## Exercise
Please write out exactly the lines that begin at the line containing "the black leggings" and run to the end of the records.

## Records to use
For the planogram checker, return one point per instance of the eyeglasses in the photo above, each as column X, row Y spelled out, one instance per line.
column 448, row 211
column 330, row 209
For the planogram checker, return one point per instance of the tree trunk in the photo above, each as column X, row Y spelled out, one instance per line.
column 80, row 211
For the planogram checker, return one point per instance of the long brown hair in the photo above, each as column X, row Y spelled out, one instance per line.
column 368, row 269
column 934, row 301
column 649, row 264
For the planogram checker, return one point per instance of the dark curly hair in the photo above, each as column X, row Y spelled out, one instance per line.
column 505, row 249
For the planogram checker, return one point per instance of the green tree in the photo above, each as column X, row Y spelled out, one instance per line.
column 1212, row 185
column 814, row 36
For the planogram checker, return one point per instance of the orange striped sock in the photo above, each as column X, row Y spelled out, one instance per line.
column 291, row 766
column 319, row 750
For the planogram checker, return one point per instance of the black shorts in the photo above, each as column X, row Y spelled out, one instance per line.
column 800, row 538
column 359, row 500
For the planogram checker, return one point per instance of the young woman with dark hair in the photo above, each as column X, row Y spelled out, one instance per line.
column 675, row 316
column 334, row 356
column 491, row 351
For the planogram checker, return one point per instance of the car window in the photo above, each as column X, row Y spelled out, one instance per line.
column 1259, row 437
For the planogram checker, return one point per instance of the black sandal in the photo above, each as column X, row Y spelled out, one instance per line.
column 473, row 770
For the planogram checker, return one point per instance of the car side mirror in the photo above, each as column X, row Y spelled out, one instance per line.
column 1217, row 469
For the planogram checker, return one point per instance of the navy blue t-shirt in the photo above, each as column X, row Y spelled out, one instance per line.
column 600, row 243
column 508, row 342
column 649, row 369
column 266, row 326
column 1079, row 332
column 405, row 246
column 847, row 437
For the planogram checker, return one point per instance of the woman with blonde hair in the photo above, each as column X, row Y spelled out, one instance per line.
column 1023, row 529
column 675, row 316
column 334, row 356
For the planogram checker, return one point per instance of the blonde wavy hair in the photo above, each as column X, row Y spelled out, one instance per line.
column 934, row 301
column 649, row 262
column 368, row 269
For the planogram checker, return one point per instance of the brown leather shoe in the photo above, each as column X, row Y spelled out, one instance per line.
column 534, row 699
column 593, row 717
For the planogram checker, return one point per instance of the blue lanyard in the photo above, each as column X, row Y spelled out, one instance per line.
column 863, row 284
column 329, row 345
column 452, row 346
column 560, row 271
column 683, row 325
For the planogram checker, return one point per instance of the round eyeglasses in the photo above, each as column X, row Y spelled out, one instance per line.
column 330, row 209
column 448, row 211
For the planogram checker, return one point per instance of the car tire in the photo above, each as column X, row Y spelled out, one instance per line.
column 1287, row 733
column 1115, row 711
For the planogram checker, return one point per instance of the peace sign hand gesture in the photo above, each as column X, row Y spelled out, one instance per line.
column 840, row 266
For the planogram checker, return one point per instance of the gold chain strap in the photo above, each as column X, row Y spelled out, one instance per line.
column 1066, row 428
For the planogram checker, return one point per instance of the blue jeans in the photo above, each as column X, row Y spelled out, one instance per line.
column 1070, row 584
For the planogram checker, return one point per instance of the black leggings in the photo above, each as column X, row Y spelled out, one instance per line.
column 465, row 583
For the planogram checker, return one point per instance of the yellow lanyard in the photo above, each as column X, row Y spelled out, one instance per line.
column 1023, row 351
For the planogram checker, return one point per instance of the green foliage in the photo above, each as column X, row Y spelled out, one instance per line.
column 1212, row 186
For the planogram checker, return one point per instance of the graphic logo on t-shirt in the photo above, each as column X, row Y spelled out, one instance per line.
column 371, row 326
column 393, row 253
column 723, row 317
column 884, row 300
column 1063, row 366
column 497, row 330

## Reply
For the planogram checker, return one point per instance of the black leggings in the photo above, each as column X, row Y spelled out, one instance per line.
column 465, row 583
For the planogram checker, return one point per instance of the yellow lanyard in the photo above, each as column X, row Y spelled out, one instance per line.
column 1023, row 351
For the planogram checker, return one point per instance of the green foliage in the photo above, each as column X, row Y spelled out, one instance per line.
column 1212, row 186
For the planogram checker, return one point per instance of the graphic logo on t-shirt in the photo above, each as column X, row Y spelled out, one instance per line.
column 371, row 326
column 393, row 253
column 723, row 317
column 884, row 300
column 1063, row 366
column 497, row 330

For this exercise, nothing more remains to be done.